* **INFORMATION GIVEN**
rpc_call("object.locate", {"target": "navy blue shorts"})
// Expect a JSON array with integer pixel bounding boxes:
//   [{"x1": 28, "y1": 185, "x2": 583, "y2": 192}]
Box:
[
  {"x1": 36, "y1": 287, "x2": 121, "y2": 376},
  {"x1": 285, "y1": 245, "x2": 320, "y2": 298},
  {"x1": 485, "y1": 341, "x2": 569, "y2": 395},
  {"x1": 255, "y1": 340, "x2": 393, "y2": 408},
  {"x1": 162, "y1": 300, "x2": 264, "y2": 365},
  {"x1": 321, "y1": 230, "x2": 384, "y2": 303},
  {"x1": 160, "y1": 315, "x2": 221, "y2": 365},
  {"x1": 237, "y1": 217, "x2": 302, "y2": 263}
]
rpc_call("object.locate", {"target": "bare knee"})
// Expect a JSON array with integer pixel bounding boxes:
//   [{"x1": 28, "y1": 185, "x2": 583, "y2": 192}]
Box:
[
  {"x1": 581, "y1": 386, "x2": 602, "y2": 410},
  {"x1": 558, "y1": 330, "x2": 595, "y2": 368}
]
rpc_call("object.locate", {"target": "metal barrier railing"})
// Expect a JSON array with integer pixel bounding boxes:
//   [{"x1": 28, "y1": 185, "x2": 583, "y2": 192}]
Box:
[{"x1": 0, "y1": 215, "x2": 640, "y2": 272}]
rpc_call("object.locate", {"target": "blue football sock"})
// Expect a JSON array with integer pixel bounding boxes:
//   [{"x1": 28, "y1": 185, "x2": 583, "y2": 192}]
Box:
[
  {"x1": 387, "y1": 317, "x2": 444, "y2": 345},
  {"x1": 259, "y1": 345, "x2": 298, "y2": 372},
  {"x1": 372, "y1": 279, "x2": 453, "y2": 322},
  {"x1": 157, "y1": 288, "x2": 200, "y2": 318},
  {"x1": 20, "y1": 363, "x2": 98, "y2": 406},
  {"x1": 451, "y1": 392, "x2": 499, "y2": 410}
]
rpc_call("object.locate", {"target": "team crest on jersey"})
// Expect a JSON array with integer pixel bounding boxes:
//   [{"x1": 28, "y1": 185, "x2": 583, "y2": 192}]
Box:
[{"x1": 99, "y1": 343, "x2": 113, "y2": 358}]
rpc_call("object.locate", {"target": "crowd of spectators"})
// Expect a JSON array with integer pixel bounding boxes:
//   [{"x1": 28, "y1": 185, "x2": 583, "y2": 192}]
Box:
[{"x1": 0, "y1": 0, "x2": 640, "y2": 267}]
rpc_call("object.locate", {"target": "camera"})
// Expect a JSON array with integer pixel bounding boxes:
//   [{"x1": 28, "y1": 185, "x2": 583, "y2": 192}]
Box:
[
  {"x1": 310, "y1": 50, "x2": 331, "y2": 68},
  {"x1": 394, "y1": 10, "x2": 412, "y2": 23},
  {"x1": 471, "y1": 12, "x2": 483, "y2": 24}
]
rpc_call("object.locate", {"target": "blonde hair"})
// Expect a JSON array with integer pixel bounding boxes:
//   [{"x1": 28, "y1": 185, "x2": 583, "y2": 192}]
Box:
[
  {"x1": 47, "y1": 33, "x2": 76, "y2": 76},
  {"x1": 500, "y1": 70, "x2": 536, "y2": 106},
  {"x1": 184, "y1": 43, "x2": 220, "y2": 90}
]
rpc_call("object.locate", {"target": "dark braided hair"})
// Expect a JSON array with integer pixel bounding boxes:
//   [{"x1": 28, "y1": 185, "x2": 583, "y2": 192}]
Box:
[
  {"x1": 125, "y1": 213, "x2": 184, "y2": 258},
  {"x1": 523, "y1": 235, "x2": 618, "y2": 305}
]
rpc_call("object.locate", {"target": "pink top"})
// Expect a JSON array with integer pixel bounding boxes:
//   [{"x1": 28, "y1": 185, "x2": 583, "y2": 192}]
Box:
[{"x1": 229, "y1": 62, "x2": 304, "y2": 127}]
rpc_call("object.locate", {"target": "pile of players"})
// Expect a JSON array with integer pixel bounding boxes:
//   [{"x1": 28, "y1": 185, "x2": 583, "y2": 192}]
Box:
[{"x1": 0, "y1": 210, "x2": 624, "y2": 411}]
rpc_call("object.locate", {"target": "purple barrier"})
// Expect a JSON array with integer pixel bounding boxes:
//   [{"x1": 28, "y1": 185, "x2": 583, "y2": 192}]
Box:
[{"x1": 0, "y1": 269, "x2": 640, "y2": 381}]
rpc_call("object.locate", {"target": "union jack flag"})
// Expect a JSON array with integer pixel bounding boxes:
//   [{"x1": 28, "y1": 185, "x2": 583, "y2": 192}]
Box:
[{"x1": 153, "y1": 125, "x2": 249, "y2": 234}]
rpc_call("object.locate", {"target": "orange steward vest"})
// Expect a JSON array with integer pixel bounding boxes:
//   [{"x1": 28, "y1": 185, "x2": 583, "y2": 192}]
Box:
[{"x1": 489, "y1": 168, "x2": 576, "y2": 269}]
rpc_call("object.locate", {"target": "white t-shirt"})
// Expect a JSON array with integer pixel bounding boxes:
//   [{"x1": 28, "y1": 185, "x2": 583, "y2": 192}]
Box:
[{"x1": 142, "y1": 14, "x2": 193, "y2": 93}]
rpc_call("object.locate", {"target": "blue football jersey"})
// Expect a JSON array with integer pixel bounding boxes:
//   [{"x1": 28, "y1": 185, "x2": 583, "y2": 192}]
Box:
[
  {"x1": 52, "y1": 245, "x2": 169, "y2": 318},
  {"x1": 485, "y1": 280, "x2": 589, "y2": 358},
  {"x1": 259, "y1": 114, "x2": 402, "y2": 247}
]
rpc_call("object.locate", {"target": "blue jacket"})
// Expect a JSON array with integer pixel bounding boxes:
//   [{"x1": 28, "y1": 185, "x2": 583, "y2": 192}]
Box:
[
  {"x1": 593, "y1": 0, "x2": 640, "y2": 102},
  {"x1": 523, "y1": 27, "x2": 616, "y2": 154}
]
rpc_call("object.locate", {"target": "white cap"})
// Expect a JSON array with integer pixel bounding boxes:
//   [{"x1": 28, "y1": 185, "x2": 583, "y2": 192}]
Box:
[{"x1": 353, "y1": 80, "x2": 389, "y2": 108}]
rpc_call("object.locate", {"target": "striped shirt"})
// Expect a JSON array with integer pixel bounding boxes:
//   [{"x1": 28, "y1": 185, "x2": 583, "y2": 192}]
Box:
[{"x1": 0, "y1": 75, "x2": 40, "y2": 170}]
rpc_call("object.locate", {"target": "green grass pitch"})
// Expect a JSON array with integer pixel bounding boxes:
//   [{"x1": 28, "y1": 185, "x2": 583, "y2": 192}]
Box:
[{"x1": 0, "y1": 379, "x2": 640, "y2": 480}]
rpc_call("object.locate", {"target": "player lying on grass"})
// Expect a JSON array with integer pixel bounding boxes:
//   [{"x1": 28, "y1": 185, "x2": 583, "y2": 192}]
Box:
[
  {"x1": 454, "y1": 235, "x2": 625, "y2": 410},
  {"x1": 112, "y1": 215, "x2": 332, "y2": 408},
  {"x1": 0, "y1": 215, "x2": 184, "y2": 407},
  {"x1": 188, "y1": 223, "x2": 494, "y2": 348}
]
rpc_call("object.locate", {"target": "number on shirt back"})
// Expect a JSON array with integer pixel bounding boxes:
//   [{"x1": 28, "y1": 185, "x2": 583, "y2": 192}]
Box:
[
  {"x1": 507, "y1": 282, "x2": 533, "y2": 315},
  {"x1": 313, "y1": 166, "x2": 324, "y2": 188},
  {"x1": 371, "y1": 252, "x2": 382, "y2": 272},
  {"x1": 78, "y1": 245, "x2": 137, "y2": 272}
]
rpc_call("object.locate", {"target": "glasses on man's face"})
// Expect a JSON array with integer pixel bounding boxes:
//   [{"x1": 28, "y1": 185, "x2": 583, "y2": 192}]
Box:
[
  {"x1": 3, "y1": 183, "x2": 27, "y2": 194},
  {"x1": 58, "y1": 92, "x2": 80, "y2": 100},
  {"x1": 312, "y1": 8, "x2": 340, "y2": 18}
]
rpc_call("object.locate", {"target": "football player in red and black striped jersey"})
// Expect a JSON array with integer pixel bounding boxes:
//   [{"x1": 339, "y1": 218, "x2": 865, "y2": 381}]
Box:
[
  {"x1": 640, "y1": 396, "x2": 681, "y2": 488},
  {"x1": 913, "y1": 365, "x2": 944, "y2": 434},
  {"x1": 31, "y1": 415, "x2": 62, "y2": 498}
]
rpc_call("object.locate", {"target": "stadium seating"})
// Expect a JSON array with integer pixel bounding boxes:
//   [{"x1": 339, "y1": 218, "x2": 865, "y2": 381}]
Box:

* **AIM**
Gather every line of the records above that contains the word "grass", where case counts.

* **TASK OUTPUT**
rpc_call("object.locate", {"target": "green grass pitch"})
rpc_call("object.locate", {"target": "player lying on grass"})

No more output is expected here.